— START Data listing —

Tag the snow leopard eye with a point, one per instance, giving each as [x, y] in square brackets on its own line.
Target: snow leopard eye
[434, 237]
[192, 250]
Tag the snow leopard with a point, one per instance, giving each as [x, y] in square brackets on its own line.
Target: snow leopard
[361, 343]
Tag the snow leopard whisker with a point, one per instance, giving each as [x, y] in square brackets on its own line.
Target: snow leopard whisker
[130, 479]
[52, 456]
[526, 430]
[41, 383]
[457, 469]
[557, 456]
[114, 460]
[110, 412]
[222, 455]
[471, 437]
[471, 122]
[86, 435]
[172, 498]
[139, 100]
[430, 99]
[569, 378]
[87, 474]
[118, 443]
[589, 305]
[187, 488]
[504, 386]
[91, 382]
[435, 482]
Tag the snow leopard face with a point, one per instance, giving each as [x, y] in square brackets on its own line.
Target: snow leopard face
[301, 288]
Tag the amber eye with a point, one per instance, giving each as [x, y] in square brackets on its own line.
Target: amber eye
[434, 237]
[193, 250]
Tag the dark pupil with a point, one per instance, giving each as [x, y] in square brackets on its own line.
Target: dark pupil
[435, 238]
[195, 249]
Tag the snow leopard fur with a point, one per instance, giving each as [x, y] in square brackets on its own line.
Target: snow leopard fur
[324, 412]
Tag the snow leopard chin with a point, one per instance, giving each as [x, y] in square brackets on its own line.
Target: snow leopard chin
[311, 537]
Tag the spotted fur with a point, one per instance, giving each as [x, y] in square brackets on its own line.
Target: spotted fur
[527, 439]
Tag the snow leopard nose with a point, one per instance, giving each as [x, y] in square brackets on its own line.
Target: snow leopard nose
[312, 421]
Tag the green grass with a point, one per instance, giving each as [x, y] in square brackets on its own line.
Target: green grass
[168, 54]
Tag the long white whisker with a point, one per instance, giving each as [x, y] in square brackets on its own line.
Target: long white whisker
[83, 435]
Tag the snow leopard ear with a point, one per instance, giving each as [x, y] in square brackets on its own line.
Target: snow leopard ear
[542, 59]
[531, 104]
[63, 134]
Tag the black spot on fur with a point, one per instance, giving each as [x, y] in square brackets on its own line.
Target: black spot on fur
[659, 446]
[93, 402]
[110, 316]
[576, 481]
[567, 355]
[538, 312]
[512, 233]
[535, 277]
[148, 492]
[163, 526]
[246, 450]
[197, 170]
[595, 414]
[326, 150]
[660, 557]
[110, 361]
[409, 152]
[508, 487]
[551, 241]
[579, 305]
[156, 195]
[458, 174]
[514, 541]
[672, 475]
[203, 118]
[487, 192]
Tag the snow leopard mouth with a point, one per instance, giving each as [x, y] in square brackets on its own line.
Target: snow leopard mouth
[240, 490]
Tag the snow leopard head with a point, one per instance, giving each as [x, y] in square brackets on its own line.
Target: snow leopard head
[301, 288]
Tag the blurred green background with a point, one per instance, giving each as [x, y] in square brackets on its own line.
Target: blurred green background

— END Data listing —

**The exercise:**
Transcribe each record exactly. Leave nothing out.

**Full response:**
Tag the snow leopard eye with a point, one per instance, giving each as [x, y] in square brackets on its own line.
Target: snow leopard eye
[434, 237]
[192, 250]
Tag the snow leopard with a point, one per instance, giving each as [x, y] in square brackets on its own line.
Target: snow leopard
[361, 343]
Tag the snow leopard whisker with a point, one per instance, giving each as [x, y] in square brackets on its own line.
Target: snow leopard whisker
[130, 479]
[52, 456]
[526, 430]
[41, 383]
[457, 469]
[557, 456]
[114, 460]
[110, 412]
[222, 455]
[471, 437]
[471, 122]
[86, 435]
[172, 498]
[139, 100]
[430, 99]
[569, 378]
[87, 474]
[118, 443]
[589, 305]
[187, 488]
[504, 386]
[91, 382]
[435, 482]
Tag the snow leopard face with a point, one per instance, giving each as [x, y] in square brackets on its own line.
Target: snow leopard face
[301, 288]
Tag the amber eye with a point, one per instance, giving each as [x, y] in square brackets on its own line.
Target: amber eye
[434, 237]
[193, 250]
Tag the dark pupil with a point, one per instance, giving each as [x, y] in square brackets on its own line.
Target: dark pupil
[435, 238]
[195, 249]
Tag the snow leopard fur with a point, one per instance, giving each as [x, y] in square brackets on its own line.
Target: snow leopard fur
[324, 412]
Tag the snow leopard chin with a point, one per instance, giving each as [x, y] in square brackets on its own line.
Target: snow leopard chin
[311, 537]
Tag the spotted fur with a point, one per instance, giving each as [x, y] in square brackets on its own line.
Target: spotted fur
[527, 439]
Tag the snow leopard nose with a point, one per instance, giving each as [x, y] in square brackets on its own line.
Target: snow leopard nose
[312, 421]
Tag the green grass with a point, one per instance, giving each as [x, y] in square brackets on its own line.
Target: green grass
[168, 54]
Tag the long white whisker with a point, one per instance, giving each as [x, y] in square brackets on its own line.
Target: long white whisker
[83, 435]
Tag the snow leopard ear with a point, one per instance, giving each as [x, y] in square brackets on its own line.
Target: snow leopard ear
[542, 59]
[531, 104]
[63, 134]
Tag the black spot on fur with a point, one per instance, giving each as [x, y] in square brackets on its own line.
Target: black spot on fur
[659, 446]
[93, 402]
[110, 316]
[576, 481]
[567, 355]
[538, 312]
[512, 233]
[535, 277]
[148, 492]
[163, 526]
[246, 450]
[197, 170]
[595, 414]
[326, 150]
[660, 557]
[110, 361]
[409, 152]
[508, 487]
[551, 241]
[579, 305]
[156, 195]
[458, 174]
[514, 541]
[672, 475]
[203, 118]
[487, 192]
Tag the snow leopard mouth with a point, one per instance, giving each as [x, y] in square brackets on its own line.
Target: snow leopard mouth
[240, 490]
Tag the snow leopard head with a point, one per instance, giving each as [x, y] in square brackets on its own line.
Target: snow leopard head
[301, 288]
Tag the blurred green background with a point, one per instance, giving each as [x, y] in square brackets on its own line.
Target: blurred green background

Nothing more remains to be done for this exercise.